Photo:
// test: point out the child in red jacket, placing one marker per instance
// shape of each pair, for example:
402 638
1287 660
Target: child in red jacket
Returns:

INSTRUCTION | Switch "red" to "blue" wherever it occurs in the records, then write out all the lines again with nothing else changed.

ANSWER TO THIS TASK |
Photo:
// test: point out the child in blue jacket, placing one marker per instance
// shape of each pair, for example:
402 638
1287 660
Target: child in blue jacket
Returns:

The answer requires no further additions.